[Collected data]
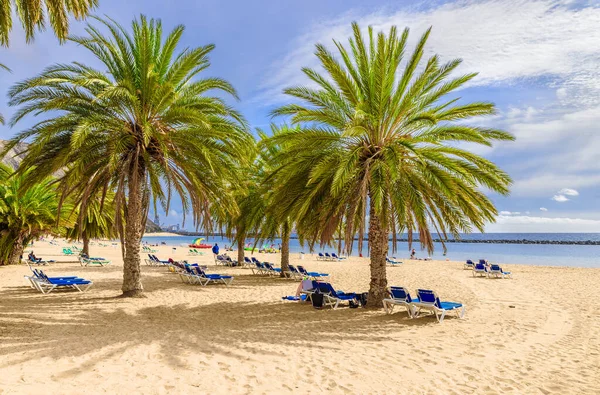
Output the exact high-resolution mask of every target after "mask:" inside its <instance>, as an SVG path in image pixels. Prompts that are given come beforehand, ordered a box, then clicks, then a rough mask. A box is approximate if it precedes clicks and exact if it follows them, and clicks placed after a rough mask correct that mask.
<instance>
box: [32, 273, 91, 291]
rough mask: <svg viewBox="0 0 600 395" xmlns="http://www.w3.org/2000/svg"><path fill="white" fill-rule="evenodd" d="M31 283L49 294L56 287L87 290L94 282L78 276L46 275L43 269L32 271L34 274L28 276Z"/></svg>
mask: <svg viewBox="0 0 600 395" xmlns="http://www.w3.org/2000/svg"><path fill="white" fill-rule="evenodd" d="M29 280H30V282H31V283H32V285H33V286H34V287H35V288H36V289H37V290H38V291H40V292H41V293H43V294H49V293H50V292H52V291H53V290H55V289H57V288H71V289H76V290H77V291H79V292H85V291H87V290H88V289H89V288H90V287H91V286H92V285H93V284H94V283H93V282H91V281H90V280H85V279H83V278H79V277H73V276H68V277H48V276H47V275H46V274H45V273H44V272H43V271H41V270H39V271H37V272H35V271H34V276H32V277H29Z"/></svg>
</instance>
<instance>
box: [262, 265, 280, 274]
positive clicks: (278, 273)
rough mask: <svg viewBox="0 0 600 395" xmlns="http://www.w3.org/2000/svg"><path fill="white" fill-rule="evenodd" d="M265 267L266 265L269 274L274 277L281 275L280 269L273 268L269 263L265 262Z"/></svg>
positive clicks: (266, 268)
mask: <svg viewBox="0 0 600 395" xmlns="http://www.w3.org/2000/svg"><path fill="white" fill-rule="evenodd" d="M263 265H265V268H266V269H267V270H268V271H269V274H271V275H273V276H278V275H279V274H280V273H281V269H280V268H278V267H275V266H273V265H272V264H270V263H269V262H264V263H263Z"/></svg>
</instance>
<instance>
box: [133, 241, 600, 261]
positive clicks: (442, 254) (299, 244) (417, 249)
mask: <svg viewBox="0 0 600 395" xmlns="http://www.w3.org/2000/svg"><path fill="white" fill-rule="evenodd" d="M195 239H196V237H194V236H177V237H157V236H146V237H144V241H147V242H148V243H151V244H161V243H165V244H167V245H171V246H174V247H177V248H184V247H183V245H184V244H185V245H188V244H190V243H192V242H193V241H194V240H195ZM462 239H466V240H469V239H471V240H473V239H480V240H523V239H526V240H569V241H586V240H591V241H600V233H495V234H492V233H487V234H470V235H464V236H463V237H462ZM204 242H205V243H210V244H214V243H215V242H216V243H218V244H219V246H220V247H221V248H223V247H224V246H225V245H231V241H230V240H228V239H227V238H221V237H217V236H211V237H209V238H208V239H207V240H205V241H204ZM248 242H252V240H251V239H249V240H248ZM279 243H280V240H279V239H275V240H273V241H272V242H269V243H266V244H267V245H271V244H273V245H274V246H275V248H277V247H278V246H279ZM391 244H392V243H390V254H389V255H390V256H395V257H397V258H399V259H407V258H408V257H409V255H410V252H409V247H408V243H398V244H397V248H396V252H395V253H392V251H391V247H392V245H391ZM446 246H447V249H448V251H447V253H446V256H444V255H443V249H442V246H441V244H436V246H435V251H434V253H433V254H431V257H432V258H433V259H440V260H444V259H446V258H448V259H450V260H456V261H462V260H466V259H473V260H475V259H487V260H488V261H491V262H495V263H519V264H526V265H546V266H574V267H593V268H600V246H594V245H589V246H587V245H541V244H501V243H447V244H446ZM413 248H415V249H416V250H417V257H420V258H424V257H426V256H428V254H427V252H426V251H421V249H420V246H419V245H418V244H414V245H413ZM357 250H358V248H357V245H356V242H355V246H354V255H357ZM290 251H291V252H292V253H299V252H304V253H306V254H308V253H310V250H309V248H308V247H307V246H306V245H305V246H301V245H300V243H299V241H298V240H297V239H292V240H291V241H290ZM332 251H336V250H335V249H334V248H331V247H325V248H323V249H321V248H319V247H318V246H317V247H316V248H315V253H317V252H332ZM363 255H364V256H367V255H368V251H367V245H366V243H365V244H364V248H363Z"/></svg>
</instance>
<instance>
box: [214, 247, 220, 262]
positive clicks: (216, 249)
mask: <svg viewBox="0 0 600 395" xmlns="http://www.w3.org/2000/svg"><path fill="white" fill-rule="evenodd" d="M213 255H214V258H215V262H216V261H217V255H219V245H218V244H217V243H215V245H214V246H213Z"/></svg>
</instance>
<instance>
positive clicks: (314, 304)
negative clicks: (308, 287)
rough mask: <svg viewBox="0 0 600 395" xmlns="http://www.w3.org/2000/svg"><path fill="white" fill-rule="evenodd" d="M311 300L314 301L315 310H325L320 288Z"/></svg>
mask: <svg viewBox="0 0 600 395" xmlns="http://www.w3.org/2000/svg"><path fill="white" fill-rule="evenodd" d="M310 299H311V300H312V302H313V307H314V308H315V309H322V308H323V294H322V293H321V292H320V291H319V288H317V289H316V291H315V292H314V293H313V294H312V295H311V297H310Z"/></svg>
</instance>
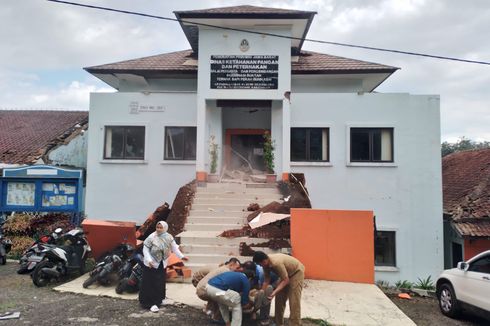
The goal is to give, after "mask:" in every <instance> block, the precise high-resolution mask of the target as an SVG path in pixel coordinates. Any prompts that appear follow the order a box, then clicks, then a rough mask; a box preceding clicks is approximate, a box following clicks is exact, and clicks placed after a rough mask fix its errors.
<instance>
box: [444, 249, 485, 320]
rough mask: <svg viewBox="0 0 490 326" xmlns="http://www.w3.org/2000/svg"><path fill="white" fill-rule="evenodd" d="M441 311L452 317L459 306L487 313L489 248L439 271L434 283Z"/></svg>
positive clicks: (452, 317)
mask: <svg viewBox="0 0 490 326" xmlns="http://www.w3.org/2000/svg"><path fill="white" fill-rule="evenodd" d="M436 293H437V298H438V299H439V308H440V309H441V312H442V313H443V314H444V315H446V316H448V317H451V318H455V317H457V316H458V315H459V313H460V312H461V310H462V308H476V310H479V311H483V312H484V313H485V314H486V315H487V316H488V315H489V314H490V250H487V251H484V252H482V253H480V254H478V255H476V256H475V257H473V258H471V259H470V260H468V261H466V262H459V263H458V266H457V267H456V268H452V269H447V270H445V271H443V272H442V274H441V275H440V276H439V279H438V280H437V283H436Z"/></svg>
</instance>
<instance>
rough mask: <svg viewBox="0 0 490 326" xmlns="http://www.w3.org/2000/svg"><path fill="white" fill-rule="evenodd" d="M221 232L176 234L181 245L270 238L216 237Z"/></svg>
mask: <svg viewBox="0 0 490 326" xmlns="http://www.w3.org/2000/svg"><path fill="white" fill-rule="evenodd" d="M221 233H222V232H221V231H217V232H213V231H184V232H182V233H180V234H178V235H177V238H180V243H181V244H183V245H194V244H197V245H228V246H230V245H237V244H240V242H245V243H247V244H252V243H255V244H257V243H262V242H267V241H269V240H270V239H264V238H248V237H238V238H225V237H218V235H220V234H221Z"/></svg>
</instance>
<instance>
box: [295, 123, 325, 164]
mask: <svg viewBox="0 0 490 326" xmlns="http://www.w3.org/2000/svg"><path fill="white" fill-rule="evenodd" d="M328 134H329V129H328V128H291V161H292V162H301V161H315V162H316V161H324V162H328V161H329V155H328V147H329V146H328V145H329V143H328V142H329V140H328V138H329V137H328Z"/></svg>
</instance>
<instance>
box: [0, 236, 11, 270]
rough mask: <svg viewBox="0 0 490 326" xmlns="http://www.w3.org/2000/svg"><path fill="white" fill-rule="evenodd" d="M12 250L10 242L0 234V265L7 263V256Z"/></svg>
mask: <svg viewBox="0 0 490 326" xmlns="http://www.w3.org/2000/svg"><path fill="white" fill-rule="evenodd" d="M10 249H12V241H10V240H9V239H6V238H4V236H3V234H1V233H0V264H1V265H5V264H6V263H7V254H8V253H9V252H10Z"/></svg>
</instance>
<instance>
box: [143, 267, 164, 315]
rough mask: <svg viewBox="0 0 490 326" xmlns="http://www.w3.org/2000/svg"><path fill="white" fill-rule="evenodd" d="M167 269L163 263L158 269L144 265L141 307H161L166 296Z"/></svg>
mask: <svg viewBox="0 0 490 326" xmlns="http://www.w3.org/2000/svg"><path fill="white" fill-rule="evenodd" d="M166 272H167V271H166V268H163V262H162V263H160V265H158V268H157V269H155V268H150V267H146V266H145V265H143V278H142V280H141V288H140V292H139V301H140V305H141V306H142V307H143V308H145V309H149V308H150V307H151V306H153V305H156V306H158V307H159V306H160V304H161V303H162V300H163V299H165V295H166V278H167V273H166Z"/></svg>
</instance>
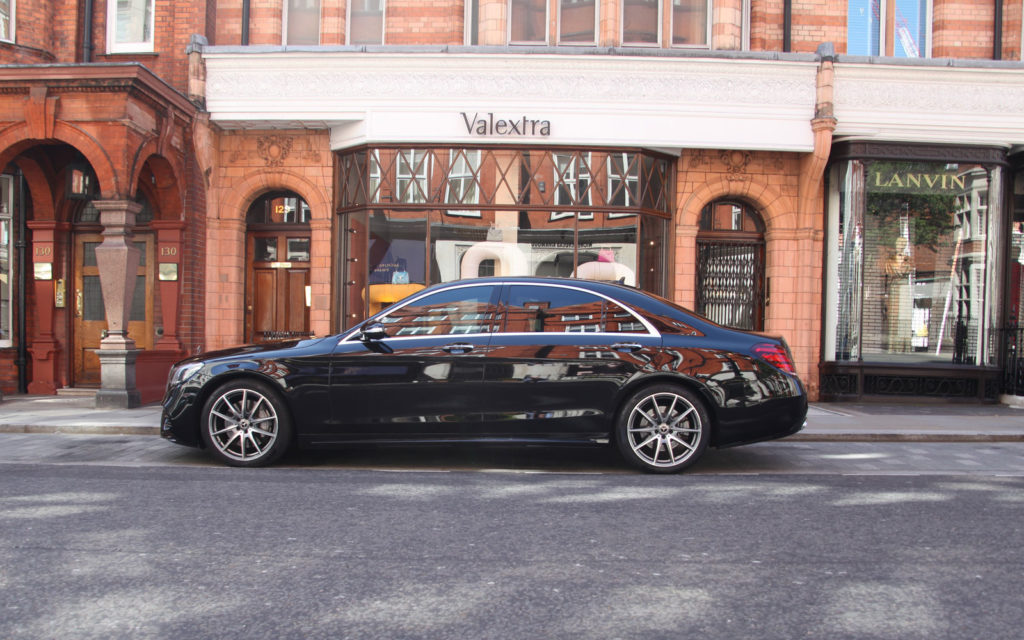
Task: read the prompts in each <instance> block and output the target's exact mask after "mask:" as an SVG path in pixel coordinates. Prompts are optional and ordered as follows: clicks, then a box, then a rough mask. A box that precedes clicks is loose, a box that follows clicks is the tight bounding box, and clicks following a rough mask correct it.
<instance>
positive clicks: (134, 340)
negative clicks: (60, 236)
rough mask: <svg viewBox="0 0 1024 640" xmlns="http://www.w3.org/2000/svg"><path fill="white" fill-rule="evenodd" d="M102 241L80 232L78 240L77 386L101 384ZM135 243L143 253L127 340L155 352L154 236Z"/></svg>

| Task to carry out |
Your answer must be one number: the count of lines in the entries that contain the string "block".

| Task output |
2